>>
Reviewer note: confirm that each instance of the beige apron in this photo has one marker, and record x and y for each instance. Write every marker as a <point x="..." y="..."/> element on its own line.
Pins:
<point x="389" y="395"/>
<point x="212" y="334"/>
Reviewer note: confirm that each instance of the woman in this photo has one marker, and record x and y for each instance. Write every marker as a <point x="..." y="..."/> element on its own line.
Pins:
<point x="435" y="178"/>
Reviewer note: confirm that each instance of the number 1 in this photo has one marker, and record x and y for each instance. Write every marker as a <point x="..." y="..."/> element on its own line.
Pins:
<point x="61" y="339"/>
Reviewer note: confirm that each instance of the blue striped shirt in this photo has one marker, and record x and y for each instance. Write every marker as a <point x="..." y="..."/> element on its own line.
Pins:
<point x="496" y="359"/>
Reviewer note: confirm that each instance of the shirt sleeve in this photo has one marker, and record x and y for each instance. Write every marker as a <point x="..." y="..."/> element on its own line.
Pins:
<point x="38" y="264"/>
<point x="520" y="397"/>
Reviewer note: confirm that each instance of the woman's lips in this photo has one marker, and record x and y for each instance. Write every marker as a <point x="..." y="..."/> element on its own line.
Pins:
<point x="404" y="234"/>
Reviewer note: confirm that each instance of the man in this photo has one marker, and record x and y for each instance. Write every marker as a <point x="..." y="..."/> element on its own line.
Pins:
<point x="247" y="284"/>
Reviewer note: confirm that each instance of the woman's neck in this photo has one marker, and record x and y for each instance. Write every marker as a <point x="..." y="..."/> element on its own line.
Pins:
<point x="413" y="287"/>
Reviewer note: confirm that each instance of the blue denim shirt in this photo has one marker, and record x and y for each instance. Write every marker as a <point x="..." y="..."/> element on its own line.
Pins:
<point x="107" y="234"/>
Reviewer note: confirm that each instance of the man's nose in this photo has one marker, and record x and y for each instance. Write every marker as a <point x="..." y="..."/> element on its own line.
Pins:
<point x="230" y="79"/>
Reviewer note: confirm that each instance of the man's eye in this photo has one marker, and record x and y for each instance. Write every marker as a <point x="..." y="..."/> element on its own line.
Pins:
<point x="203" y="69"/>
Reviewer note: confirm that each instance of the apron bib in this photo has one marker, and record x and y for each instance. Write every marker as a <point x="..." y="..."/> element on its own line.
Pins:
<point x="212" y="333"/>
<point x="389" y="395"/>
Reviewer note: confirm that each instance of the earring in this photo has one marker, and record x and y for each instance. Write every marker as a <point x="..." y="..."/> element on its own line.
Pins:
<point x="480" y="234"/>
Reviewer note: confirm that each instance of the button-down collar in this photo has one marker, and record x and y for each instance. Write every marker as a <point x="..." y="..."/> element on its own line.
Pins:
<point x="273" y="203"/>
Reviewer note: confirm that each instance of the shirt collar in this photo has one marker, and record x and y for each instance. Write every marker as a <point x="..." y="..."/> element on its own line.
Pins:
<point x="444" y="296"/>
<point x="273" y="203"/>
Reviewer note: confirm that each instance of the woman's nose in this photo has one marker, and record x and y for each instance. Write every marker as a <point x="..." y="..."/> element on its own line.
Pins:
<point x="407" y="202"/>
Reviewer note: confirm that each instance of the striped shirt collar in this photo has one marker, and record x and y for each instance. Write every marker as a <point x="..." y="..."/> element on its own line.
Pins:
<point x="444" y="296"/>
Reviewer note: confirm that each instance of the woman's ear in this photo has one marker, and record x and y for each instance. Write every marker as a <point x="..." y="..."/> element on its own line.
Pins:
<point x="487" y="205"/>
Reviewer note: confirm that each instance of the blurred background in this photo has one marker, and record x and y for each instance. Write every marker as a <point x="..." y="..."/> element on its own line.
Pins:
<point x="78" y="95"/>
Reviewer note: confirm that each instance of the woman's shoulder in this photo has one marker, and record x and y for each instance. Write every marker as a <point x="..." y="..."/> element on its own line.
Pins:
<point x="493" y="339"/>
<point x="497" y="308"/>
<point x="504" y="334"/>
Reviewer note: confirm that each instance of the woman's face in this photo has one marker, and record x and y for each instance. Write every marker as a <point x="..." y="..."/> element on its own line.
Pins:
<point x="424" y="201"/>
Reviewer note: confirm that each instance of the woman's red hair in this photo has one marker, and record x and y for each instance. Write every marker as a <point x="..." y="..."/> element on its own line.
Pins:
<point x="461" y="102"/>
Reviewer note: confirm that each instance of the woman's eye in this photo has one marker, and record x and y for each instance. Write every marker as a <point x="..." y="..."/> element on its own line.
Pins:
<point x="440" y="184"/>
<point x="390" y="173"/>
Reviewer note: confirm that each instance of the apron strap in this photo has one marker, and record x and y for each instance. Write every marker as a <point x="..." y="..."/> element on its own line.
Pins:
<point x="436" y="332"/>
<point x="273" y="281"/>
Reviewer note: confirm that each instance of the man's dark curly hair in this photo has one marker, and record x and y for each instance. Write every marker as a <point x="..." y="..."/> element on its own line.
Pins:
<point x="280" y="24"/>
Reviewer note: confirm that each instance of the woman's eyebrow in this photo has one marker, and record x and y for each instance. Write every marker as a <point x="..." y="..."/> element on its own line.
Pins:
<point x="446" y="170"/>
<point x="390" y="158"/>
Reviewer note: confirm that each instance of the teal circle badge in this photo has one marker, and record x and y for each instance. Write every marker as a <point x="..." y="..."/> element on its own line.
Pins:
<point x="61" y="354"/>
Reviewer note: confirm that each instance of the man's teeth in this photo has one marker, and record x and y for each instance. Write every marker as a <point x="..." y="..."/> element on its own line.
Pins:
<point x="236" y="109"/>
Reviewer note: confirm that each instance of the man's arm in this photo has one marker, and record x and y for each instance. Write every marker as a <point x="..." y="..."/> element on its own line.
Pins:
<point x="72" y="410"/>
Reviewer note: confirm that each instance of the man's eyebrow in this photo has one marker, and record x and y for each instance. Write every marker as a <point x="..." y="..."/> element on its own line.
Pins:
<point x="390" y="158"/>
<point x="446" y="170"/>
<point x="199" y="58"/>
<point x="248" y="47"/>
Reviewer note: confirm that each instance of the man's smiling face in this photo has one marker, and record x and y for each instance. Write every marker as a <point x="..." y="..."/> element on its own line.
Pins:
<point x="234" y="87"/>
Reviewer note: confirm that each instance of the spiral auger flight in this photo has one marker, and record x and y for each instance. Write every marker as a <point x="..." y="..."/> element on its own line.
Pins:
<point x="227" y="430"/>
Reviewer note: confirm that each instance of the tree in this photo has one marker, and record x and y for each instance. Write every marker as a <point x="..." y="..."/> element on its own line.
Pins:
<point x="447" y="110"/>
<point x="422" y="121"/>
<<
Brief:
A verbatim copy of every entry is needed.

Exercise answer:
Reviewer note: confirm that each instance of the beige apron in this photo has one marker, and record x and y for each instance. Write every marker as a <point x="..." y="..."/> element on its own line.
Pins:
<point x="389" y="395"/>
<point x="212" y="334"/>
Reviewer note: confirm that each instance of the woman in this photo has one marker, and record x and y for each instance. Write every marker as a <point x="..." y="..."/> element on its own line.
Pins:
<point x="435" y="178"/>
Reviewer note: confirm that each instance of the number 1 in this photo has one marker, and record x and y for each instance. Write every marker as a <point x="..." y="..."/> element on its own line.
Pins:
<point x="61" y="339"/>
Reviewer note: confirm that each instance of the blue striped shirt in this photo has one marker, and record x and y for each instance. Write every marker as a <point x="..." y="..."/> element on its own line.
Pins:
<point x="496" y="359"/>
Reviewer note: confirm that each instance of the shirt sleeve in this photo has one marker, and record x and y for each instance. Write every marker as a <point x="..." y="..."/> element on its own line.
Pins:
<point x="38" y="264"/>
<point x="520" y="397"/>
Reviewer note: confirm that each instance of the woman's lips in this photo has one marker, and record x and y for each instance. Write every marker as a <point x="..." y="..."/> element on its own line.
Pins:
<point x="404" y="234"/>
Reviewer note: confirm that each instance of the man in this photo has one marker, and record x and y for each instance. Write every marker as a <point x="..." y="..."/> element on its own line.
Pins:
<point x="247" y="284"/>
Reviewer note: confirm that each instance of the woman's neck in this photo has one marker, and record x and y for each instance. Write every marker as a <point x="..." y="..."/> element on its own line.
Pins:
<point x="413" y="287"/>
Reviewer note: confirm that each instance of the blue denim shirt in this photo has one marker, and record x and y for each instance. Write every marker as a <point x="..." y="..."/> element on its own line.
Pins:
<point x="107" y="234"/>
Reviewer note: confirm that each instance of the man's nose in this photo has one marker, and record x and y for each instance. Write every marker as a <point x="..." y="..."/> element on its own line.
Pins:
<point x="230" y="79"/>
Reviewer note: confirm that each instance of the man's eye in this photo has one marker, and record x and y for each instance. Write every marker as a <point x="..." y="..."/> element on its own line.
Pins:
<point x="203" y="69"/>
Reviewer note: confirm that each instance of the apron bib in this photo has one marker, and record x and y for each instance. Write every marker as a <point x="..." y="..."/> element on its own line.
Pins:
<point x="212" y="333"/>
<point x="389" y="395"/>
Reviewer note: confirm that each instance of the earring in this photo has one marker, and record x and y for each instance. Write every marker as a <point x="..." y="..."/> element on its own line.
Pins:
<point x="480" y="234"/>
Reviewer note: confirm that each instance of the button-down collar in this photo has one marker, and record x and y for each instance. Write every marker as a <point x="..." y="..."/> element on its own line.
Pins:
<point x="273" y="203"/>
Reviewer note: confirm that each instance of the shirt collar in this photo has one marker, and record x and y for each instance. Write every marker as a <point x="..." y="..."/> element on its own line.
Pins:
<point x="444" y="296"/>
<point x="273" y="203"/>
Reviewer note: confirm that each instance of the woman's nose in this photo has one marker, and record x and y for each instance. Write every marker as a <point x="..." y="..."/> element on its own line.
Pins:
<point x="407" y="202"/>
Reviewer note: confirm that each instance of the striped shirt collar in this photo has one marker, and record x and y for each instance. Write every marker as a <point x="..." y="..."/> element on its own line.
Pins:
<point x="444" y="296"/>
Reviewer note: confirm that each instance of the woman's ear in this photo has one marker, and record x and y for each instance. Write every marker as a <point x="..." y="..."/> element on its own line.
Pins:
<point x="487" y="205"/>
Reviewer note: confirm that each instance of the blurred background in this photo has one marker, and record x and y for each instance. Write every marker as a <point x="..." y="..."/> element on its own line.
Pins:
<point x="78" y="95"/>
Reviewer note: confirm that each instance of the woman's shoulder in this photo has one marker, and record x and y for each instance. Write every marker as a <point x="..." y="..."/> element on its own line.
Pins:
<point x="493" y="339"/>
<point x="497" y="308"/>
<point x="504" y="334"/>
Reviewer note: confirm that each instance of the woman's face in this photo has one marker, and record x and y for each instance. Write every marker as a <point x="..." y="..."/> element on its own line.
Pins:
<point x="424" y="201"/>
Reviewer note: confirm that each instance of the woman's red hair in this photo has one marker, and record x and y for each instance. Write every marker as a <point x="..." y="..."/> element on its own line.
Pins:
<point x="461" y="102"/>
Reviewer note: confirm that each instance of the woman's eye in this photo has one marker, and record x and y for each instance. Write every marker as a <point x="..." y="..."/> element on its own line.
Pins:
<point x="440" y="184"/>
<point x="390" y="173"/>
Reviewer note: confirm that each instance of the apron strap in this photo has one marker, and record x and y for each instance. Write every marker as a <point x="..." y="..."/> element on its own line.
Pins:
<point x="436" y="332"/>
<point x="273" y="281"/>
Reviewer note: confirm that each instance of the man's dark curly hair in this photo has one marker, and record x and y for each instance. Write every marker as a <point x="..." y="..."/> element on its own line.
Pins:
<point x="280" y="24"/>
Reviewer note: confirm that each instance of the woman's eyebrow in this photo has one marker, and record x and y for each instance. Write every marker as a <point x="..." y="..."/> element on its own line.
Pins:
<point x="446" y="170"/>
<point x="390" y="158"/>
Reviewer note: confirm that each instance of the teal circle badge in this photo has one marker, and record x and y for each instance. Write every marker as a <point x="..." y="..."/> element on its own line.
Pins:
<point x="61" y="354"/>
Reviewer note: confirm that each instance of the man's teeth in this photo has one marker, and record x and y for each instance. Write every marker as a <point x="..." y="..."/> element on its own line.
Pins:
<point x="236" y="109"/>
Reviewer note: confirm that each instance of the man's arm in this photo has one marker, and record x and y for each instance. Write every marker as a <point x="..." y="..."/> element on its own line.
Pins:
<point x="72" y="410"/>
Reviewer note: confirm that each instance of the man's eyebrow in this photo has one marker, and record x and y for each instance. Write every marker as a <point x="..." y="..."/> element on its own line.
Pins:
<point x="390" y="158"/>
<point x="446" y="170"/>
<point x="199" y="58"/>
<point x="248" y="47"/>
Reviewer note: confirm that each instance of the man's smiling face in this photo has one marker, and record x and y for each instance. Write every marker as a <point x="..." y="..."/> element on its own line.
Pins:
<point x="234" y="87"/>
Reviewer note: confirm that each instance of the spiral auger flight in this photo has one marker, and record x and y for each instance. Write every marker as a <point x="..." y="..."/> element on its own line.
Pins:
<point x="227" y="430"/>
Reviewer note: confirm that each instance of the tree in this photo has one marker, and record x and y for each instance. Write every marker as a <point x="..." y="..."/> element on its own line.
Pins:
<point x="447" y="110"/>
<point x="422" y="121"/>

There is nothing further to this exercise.